DATA TO USE -
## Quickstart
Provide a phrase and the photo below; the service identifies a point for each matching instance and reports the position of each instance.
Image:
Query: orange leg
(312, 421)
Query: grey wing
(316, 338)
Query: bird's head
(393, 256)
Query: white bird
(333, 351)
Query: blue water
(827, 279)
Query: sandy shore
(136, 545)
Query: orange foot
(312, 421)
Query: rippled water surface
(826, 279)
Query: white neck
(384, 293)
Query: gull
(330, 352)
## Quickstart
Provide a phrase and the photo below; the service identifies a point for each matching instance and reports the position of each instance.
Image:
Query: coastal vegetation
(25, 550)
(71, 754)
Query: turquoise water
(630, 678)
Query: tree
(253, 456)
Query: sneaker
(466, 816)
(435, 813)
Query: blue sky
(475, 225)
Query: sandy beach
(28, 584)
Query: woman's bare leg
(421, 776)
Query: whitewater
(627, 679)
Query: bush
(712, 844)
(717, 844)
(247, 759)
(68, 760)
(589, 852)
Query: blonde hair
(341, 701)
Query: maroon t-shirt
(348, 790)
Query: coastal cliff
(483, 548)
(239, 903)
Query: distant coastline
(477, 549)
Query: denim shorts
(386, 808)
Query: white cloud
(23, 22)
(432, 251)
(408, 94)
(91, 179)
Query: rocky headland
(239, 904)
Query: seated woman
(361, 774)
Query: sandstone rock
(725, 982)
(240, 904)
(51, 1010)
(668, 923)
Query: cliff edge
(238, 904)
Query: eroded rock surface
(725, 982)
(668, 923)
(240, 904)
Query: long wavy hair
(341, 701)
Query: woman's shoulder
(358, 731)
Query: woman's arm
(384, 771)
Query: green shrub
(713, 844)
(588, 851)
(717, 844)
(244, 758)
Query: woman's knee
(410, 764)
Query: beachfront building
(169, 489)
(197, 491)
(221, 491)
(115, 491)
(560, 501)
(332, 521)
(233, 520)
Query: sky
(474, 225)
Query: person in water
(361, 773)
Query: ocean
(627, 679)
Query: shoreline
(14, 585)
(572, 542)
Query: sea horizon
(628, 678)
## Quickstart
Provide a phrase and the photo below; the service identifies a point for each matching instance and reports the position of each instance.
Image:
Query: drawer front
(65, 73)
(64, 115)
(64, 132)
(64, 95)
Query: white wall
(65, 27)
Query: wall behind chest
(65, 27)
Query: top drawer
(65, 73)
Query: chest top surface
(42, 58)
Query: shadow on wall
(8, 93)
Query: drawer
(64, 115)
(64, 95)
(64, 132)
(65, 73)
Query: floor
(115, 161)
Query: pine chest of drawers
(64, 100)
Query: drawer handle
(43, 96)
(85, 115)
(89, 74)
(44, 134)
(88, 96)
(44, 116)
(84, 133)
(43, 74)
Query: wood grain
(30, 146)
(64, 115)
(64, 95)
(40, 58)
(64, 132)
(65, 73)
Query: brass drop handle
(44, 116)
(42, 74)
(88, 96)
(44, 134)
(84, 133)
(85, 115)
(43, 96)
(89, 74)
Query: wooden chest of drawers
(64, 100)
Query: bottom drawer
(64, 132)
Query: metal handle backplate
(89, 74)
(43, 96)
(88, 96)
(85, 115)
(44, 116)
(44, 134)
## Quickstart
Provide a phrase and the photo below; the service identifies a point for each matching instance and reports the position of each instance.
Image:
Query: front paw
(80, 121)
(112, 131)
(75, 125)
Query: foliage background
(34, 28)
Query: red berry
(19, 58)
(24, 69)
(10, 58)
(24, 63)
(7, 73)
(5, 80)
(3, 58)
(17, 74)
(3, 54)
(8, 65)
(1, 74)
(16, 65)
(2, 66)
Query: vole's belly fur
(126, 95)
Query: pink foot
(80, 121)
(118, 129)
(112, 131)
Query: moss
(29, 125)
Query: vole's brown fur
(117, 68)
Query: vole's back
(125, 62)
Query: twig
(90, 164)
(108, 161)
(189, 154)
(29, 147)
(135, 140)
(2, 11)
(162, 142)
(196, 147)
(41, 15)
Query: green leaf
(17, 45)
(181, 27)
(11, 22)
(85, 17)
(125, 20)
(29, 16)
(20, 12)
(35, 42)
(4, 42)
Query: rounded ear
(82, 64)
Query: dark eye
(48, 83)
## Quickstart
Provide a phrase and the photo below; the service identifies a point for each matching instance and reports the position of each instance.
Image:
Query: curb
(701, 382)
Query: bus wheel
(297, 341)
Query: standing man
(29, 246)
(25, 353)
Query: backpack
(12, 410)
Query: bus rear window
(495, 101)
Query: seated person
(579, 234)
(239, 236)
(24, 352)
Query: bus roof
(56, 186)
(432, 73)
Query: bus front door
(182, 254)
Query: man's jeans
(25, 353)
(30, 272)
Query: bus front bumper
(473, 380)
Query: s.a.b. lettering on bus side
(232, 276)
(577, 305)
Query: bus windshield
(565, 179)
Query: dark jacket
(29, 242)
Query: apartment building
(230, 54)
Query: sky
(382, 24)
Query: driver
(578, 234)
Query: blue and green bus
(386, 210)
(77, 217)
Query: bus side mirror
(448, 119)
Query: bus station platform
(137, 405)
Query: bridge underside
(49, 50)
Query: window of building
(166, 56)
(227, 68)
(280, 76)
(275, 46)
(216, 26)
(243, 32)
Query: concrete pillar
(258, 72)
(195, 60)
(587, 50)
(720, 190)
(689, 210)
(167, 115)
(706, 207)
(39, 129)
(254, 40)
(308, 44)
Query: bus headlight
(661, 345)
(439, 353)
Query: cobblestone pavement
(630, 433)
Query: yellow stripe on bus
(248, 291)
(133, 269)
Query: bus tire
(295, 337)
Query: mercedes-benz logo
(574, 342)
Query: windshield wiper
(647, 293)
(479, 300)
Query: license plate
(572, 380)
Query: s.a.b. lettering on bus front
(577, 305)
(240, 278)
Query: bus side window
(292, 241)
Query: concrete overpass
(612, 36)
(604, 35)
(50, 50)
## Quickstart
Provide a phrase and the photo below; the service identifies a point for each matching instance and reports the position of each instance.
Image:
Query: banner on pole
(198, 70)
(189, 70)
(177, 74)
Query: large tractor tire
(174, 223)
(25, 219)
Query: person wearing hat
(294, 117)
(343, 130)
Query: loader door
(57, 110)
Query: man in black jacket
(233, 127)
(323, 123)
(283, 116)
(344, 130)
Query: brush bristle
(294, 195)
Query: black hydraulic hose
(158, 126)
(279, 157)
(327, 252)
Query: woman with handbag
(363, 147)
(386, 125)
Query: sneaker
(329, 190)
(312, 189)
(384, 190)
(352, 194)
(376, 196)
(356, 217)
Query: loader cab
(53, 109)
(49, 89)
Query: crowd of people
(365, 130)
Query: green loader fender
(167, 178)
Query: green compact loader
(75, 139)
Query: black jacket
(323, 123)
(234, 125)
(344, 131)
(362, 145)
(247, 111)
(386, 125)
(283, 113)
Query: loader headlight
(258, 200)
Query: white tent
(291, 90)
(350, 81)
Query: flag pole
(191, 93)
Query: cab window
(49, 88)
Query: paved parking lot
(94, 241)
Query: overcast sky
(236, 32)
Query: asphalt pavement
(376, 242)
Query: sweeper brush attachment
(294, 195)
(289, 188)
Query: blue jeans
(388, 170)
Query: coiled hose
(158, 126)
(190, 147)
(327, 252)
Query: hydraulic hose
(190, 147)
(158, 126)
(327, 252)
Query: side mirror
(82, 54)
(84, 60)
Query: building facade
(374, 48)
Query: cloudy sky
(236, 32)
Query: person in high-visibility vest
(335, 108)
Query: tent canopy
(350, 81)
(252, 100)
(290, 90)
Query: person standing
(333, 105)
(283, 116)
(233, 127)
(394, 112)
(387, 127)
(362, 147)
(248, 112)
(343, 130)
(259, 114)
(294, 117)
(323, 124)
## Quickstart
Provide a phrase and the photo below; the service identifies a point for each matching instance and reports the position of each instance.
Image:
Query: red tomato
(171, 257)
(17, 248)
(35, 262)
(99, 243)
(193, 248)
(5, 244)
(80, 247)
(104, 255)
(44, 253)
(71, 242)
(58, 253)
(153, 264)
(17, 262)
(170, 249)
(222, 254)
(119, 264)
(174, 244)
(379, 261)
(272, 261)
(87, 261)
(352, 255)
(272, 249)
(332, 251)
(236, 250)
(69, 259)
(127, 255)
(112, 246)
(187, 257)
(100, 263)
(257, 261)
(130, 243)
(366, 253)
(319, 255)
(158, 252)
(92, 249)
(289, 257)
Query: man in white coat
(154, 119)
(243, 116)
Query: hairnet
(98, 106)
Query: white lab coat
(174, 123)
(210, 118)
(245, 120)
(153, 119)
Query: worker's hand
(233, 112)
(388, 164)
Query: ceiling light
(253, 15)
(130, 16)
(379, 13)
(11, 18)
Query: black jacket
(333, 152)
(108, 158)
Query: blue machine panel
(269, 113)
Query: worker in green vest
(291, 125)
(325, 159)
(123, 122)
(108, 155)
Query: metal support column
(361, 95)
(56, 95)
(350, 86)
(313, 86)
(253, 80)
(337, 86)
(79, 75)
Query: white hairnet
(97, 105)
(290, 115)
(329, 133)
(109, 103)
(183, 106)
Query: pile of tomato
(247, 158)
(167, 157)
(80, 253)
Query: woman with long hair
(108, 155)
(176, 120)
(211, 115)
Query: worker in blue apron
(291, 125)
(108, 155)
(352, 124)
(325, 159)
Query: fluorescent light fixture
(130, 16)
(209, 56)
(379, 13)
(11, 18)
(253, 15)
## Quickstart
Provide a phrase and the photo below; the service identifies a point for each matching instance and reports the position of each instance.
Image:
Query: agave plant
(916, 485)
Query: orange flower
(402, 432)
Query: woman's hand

SET PROBLEM -
Beginning at the line that holds "Query: side mirror", write out word for word each line through the end of the records.

THE ANSWER -
Query: side mirror
(82, 54)
(84, 60)
Query: building facade
(374, 48)
Query: cloudy sky
(236, 32)
Query: person in high-visibility vest
(335, 108)
Query: tent canopy
(350, 81)
(252, 100)
(290, 90)
Query: person standing
(333, 105)
(283, 116)
(233, 127)
(394, 112)
(387, 127)
(362, 147)
(248, 112)
(343, 130)
(259, 114)
(294, 117)
(323, 124)
## Quickstart
Provide a phrase and the photo below; the service identifies a point for each matching instance and reports the position of each instance.
Image:
Query: red tomato
(171, 257)
(17, 248)
(35, 262)
(99, 243)
(193, 248)
(5, 244)
(80, 247)
(104, 255)
(44, 253)
(71, 242)
(58, 253)
(153, 264)
(17, 262)
(170, 249)
(222, 254)
(119, 264)
(174, 244)
(379, 261)
(272, 261)
(87, 261)
(352, 255)
(272, 249)
(332, 251)
(236, 250)
(69, 259)
(127, 255)
(112, 246)
(187, 257)
(100, 263)
(257, 261)
(130, 243)
(366, 253)
(319, 255)
(158, 252)
(92, 249)
(289, 257)
Query: man in white coat
(154, 119)
(243, 116)
Query: hairnet
(98, 106)
Query: white lab coat
(174, 123)
(210, 118)
(245, 120)
(153, 119)
Query: worker's hand
(233, 112)
(388, 164)
Query: ceiling light
(253, 15)
(130, 16)
(379, 13)
(11, 18)
Query: black jacket
(333, 152)
(108, 158)
Query: blue machine panel
(269, 113)
Query: worker in green vest
(291, 125)
(325, 159)
(123, 122)
(108, 155)
Query: metal support column
(361, 95)
(56, 95)
(350, 86)
(313, 86)
(253, 80)
(337, 86)
(79, 75)
Query: white hairnet
(97, 105)
(290, 115)
(329, 133)
(109, 103)
(183, 106)
Query: pile of tomato
(247, 158)
(167, 157)
(80, 253)
Query: woman with long hair
(108, 155)
(176, 120)
(211, 115)
Query: worker in blue apron
(291, 125)
(108, 155)
(352, 124)
(325, 159)
Query: fluorescent light fixture
(130, 16)
(209, 56)
(379, 13)
(11, 18)
(253, 15)
## Quickstart
Provide a phrase and the photo below; the service identifies a point for each matching instance and reports the position of each instance.
Image:
Query: agave plant
(916, 485)
Query: orange flower
(402, 432)
Query: woman's hand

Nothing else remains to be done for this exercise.